GIVEN DATA:
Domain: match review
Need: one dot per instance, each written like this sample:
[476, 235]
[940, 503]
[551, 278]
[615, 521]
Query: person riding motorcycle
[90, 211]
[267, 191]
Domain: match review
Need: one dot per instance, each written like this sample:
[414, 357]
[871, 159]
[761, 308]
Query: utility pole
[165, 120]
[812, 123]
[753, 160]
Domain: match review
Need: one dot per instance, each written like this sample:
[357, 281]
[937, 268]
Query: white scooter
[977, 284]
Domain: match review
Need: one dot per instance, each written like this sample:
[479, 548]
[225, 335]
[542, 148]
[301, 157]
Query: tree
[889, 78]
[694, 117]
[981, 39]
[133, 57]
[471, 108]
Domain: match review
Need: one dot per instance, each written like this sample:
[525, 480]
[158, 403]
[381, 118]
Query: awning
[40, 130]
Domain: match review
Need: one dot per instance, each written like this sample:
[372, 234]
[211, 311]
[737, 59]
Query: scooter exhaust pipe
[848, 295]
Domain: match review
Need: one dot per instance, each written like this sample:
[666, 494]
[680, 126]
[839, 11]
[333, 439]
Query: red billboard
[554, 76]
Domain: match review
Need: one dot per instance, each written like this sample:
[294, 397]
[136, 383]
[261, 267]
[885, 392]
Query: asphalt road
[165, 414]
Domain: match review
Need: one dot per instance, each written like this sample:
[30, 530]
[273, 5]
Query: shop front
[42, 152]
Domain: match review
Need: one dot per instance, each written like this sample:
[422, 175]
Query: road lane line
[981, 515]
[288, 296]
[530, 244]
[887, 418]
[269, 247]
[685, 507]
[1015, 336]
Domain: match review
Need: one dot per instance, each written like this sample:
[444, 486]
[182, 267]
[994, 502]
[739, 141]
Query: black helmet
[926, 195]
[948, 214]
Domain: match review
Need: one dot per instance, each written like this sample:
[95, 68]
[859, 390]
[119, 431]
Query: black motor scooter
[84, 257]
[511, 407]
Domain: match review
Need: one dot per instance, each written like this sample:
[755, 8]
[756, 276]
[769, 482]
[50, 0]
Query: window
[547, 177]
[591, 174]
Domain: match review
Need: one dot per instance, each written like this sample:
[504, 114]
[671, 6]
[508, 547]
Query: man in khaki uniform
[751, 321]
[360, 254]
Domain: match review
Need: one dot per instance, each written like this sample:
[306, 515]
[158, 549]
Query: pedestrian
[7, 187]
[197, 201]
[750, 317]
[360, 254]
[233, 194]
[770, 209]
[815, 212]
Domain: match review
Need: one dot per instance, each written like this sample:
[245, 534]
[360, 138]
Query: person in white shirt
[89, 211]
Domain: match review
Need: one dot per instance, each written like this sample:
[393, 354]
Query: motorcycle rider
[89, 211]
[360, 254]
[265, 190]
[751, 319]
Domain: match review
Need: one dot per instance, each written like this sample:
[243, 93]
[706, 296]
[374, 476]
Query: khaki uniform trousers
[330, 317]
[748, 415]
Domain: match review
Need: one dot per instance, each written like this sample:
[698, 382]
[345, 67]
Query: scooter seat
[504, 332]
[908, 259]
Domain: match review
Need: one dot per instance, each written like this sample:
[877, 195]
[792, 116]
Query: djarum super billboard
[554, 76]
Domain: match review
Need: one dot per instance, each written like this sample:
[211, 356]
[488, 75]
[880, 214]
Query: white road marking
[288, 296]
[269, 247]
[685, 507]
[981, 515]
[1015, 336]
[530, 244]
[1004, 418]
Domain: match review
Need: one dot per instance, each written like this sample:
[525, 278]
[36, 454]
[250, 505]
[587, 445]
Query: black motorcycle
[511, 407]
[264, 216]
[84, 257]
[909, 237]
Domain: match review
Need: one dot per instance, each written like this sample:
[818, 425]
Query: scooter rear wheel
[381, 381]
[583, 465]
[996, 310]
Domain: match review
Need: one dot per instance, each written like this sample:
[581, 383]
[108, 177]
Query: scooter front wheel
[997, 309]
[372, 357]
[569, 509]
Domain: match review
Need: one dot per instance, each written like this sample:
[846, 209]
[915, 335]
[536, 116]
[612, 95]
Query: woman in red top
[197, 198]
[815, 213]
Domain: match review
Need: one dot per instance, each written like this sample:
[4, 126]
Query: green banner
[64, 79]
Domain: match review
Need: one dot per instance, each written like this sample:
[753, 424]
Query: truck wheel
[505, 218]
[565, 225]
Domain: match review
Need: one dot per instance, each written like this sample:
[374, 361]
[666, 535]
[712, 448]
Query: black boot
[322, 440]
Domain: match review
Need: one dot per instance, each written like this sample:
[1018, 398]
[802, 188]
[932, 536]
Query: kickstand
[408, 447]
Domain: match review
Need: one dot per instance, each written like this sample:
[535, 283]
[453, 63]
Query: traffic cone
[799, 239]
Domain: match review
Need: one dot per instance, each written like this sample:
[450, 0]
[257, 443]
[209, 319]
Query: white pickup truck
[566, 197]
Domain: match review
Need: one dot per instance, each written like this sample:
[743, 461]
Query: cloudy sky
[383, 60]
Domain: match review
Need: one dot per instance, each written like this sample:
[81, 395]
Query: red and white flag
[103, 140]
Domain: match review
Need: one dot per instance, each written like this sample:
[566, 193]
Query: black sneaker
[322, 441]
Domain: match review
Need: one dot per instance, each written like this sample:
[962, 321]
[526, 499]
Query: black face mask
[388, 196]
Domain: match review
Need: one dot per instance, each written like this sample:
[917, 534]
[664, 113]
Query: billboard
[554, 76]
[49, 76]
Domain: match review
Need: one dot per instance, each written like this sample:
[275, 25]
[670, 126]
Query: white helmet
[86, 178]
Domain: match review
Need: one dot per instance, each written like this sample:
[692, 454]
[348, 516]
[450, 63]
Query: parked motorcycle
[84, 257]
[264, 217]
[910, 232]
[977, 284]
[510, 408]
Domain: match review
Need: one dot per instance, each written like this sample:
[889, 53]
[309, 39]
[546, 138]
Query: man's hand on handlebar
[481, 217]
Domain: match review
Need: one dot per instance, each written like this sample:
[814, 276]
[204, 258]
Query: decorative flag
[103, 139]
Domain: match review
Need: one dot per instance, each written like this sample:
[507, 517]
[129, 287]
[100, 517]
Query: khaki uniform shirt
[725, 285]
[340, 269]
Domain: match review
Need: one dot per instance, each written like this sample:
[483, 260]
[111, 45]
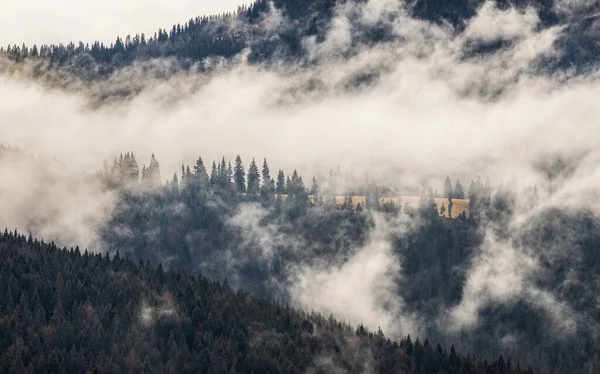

TASK BRIEF:
Type the listing out again word for word, passing over each picture.

PROBLEM SOLUTION:
Domain: match review
Need: one dot per instance, each written like this sample:
[476, 235]
[940, 503]
[551, 278]
[615, 521]
Query: person riding motorcycle
[90, 211]
[267, 191]
Domain: match review
Need: one dot per instance, each written like this sample:
[414, 357]
[871, 159]
[761, 308]
Query: utility pole
[165, 120]
[812, 123]
[753, 160]
Domain: match review
Need: one dot per instance, each written like this sample:
[357, 281]
[937, 268]
Query: white scooter
[977, 284]
Domain: match review
Need: one dot per instance, each written like this sample:
[479, 548]
[225, 335]
[542, 148]
[301, 157]
Query: tree
[889, 78]
[694, 117]
[981, 39]
[133, 57]
[471, 108]
Domain: match review
Need: one dot per instance, each written like this sample:
[525, 480]
[158, 403]
[381, 118]
Query: awning
[40, 130]
Domain: match review
Need: one dot per instance, each written like this sample:
[372, 234]
[211, 311]
[737, 59]
Query: scooter exhaust pipe
[848, 295]
Domain: match review
Need: one dot per instance, each written like this sample:
[666, 494]
[680, 126]
[839, 11]
[333, 439]
Query: red billboard
[554, 76]
Domain: match review
Need: one dot per instance, each written like this sample:
[294, 397]
[136, 383]
[261, 267]
[885, 392]
Query: asphalt road
[165, 414]
Domain: match review
Need: one dot per instance, each written like this sample:
[30, 530]
[273, 5]
Query: shop front
[42, 152]
Domain: match review
Need: one dot per instance, each written like this sample:
[422, 175]
Query: road lane line
[981, 515]
[288, 296]
[530, 244]
[887, 418]
[269, 247]
[685, 507]
[1015, 336]
Domain: match review
Need: one dot per instance, each written like this sample:
[444, 486]
[182, 267]
[994, 502]
[739, 141]
Query: black helmet
[926, 195]
[948, 214]
Domain: match review
Need: one dot per instance, each written like this sample:
[95, 68]
[859, 390]
[119, 431]
Query: black motor scooter
[84, 257]
[511, 407]
Domain: match review
Need: one dot per instance, each written like this sample:
[755, 8]
[756, 276]
[769, 482]
[50, 0]
Query: window
[547, 177]
[591, 174]
Domain: match review
Need: one dot per instance, each written like this sample:
[504, 114]
[671, 6]
[508, 547]
Query: man in khaki uniform
[751, 321]
[360, 254]
Domain: match review
Need: one dot per instance, each written like this sample:
[306, 515]
[158, 549]
Query: pedestrian
[7, 187]
[197, 201]
[750, 317]
[360, 254]
[233, 194]
[770, 209]
[815, 212]
Domain: match review
Need: one dot per instance, each written like this sample:
[245, 534]
[360, 138]
Query: person in white shirt
[89, 211]
Domain: match review
Need: one dot per instance, each written like this sample:
[393, 354]
Query: motorcycle rider
[89, 211]
[360, 254]
[265, 190]
[751, 319]
Domain: match review
Need: one dot per instance, each written like this sample:
[243, 93]
[706, 296]
[374, 476]
Query: khaki uniform trousers
[330, 317]
[748, 415]
Domain: match review
Need: one dot per instance, each written like this sample:
[698, 382]
[345, 67]
Query: scooter seat
[504, 332]
[908, 259]
Domain: match review
Need: one dot per instance, each written like this sample:
[877, 195]
[792, 116]
Query: djarum super billboard
[554, 76]
Domain: match review
Need: one dot per instance, each written like this sample:
[211, 356]
[488, 75]
[880, 214]
Query: white road marking
[288, 296]
[269, 247]
[685, 507]
[981, 515]
[1015, 336]
[530, 244]
[1004, 418]
Domain: match review
Need: one dot per instance, each written like this sample:
[525, 278]
[36, 454]
[250, 505]
[587, 445]
Query: black motorcycle
[511, 407]
[264, 216]
[84, 257]
[909, 237]
Domain: match review
Need: one dot per instance, each written like this sample:
[818, 425]
Query: scooter rear wheel
[381, 381]
[583, 465]
[996, 310]
Domain: match review
Need: one dot per instance, each written like this sample:
[581, 383]
[108, 177]
Query: scooter front wheel
[997, 309]
[372, 357]
[569, 509]
Domain: match review
Need: one dot per instance, each written like this sample:
[846, 209]
[915, 335]
[536, 116]
[612, 95]
Query: woman in red top
[197, 198]
[815, 213]
Domain: match review
Need: one dot per instance, each written like this sample:
[4, 126]
Query: green banner
[64, 79]
Domain: match review
Need: one dot per instance, each written like this sample:
[753, 424]
Query: truck wheel
[505, 218]
[565, 225]
Domain: match review
Need: one dot per instance, each written like this sample:
[374, 361]
[666, 535]
[712, 448]
Query: black boot
[322, 440]
Domain: match review
Need: one dot per instance, each written like this sample:
[1018, 398]
[802, 188]
[932, 536]
Query: kickstand
[408, 447]
Domain: match review
Need: one dot per instance, each written like this sample:
[535, 283]
[453, 63]
Query: traffic cone
[799, 239]
Domain: match review
Need: one dot per instance, each written like this sample:
[450, 0]
[257, 443]
[209, 319]
Query: white pickup truck
[566, 197]
Domain: match review
Need: one dot per instance, each written like this sample:
[743, 461]
Query: cloudy sky
[383, 60]
Domain: match review
Need: one dot per instance, each written like this sample:
[81, 395]
Query: red and white flag
[103, 140]
Domain: match review
Need: one dot per instance, each written like this sample:
[566, 193]
Query: black sneaker
[322, 441]
Domain: match review
Need: one dot per instance, each written like this sample:
[962, 321]
[526, 499]
Query: black face mask
[388, 196]
Domain: match review
Need: one dot per instance, each written like this sample:
[917, 534]
[664, 113]
Query: billboard
[554, 76]
[49, 76]
Domain: match review
Need: one dot per instance, each written like this sample:
[275, 25]
[670, 126]
Query: white helmet
[86, 178]
Domain: match review
Need: one dot per instance, each written like this sample:
[692, 454]
[348, 516]
[450, 63]
Query: parked motorcycle
[84, 257]
[264, 217]
[910, 232]
[977, 284]
[510, 408]
Domain: match review
Need: one dot per instance, each written like this sample:
[889, 53]
[309, 39]
[546, 138]
Query: man's hand on handlebar
[481, 217]
Domain: match review
Need: one dot per instance, each written like this sample:
[814, 276]
[204, 258]
Query: decorative flag
[103, 139]
Domain: match review
Need: one dot per instance, each written like this sample:
[507, 517]
[129, 287]
[100, 517]
Query: khaki uniform shirt
[725, 285]
[340, 269]
Domain: match review
Need: one dot per instance, each written like this sample:
[483, 260]
[111, 45]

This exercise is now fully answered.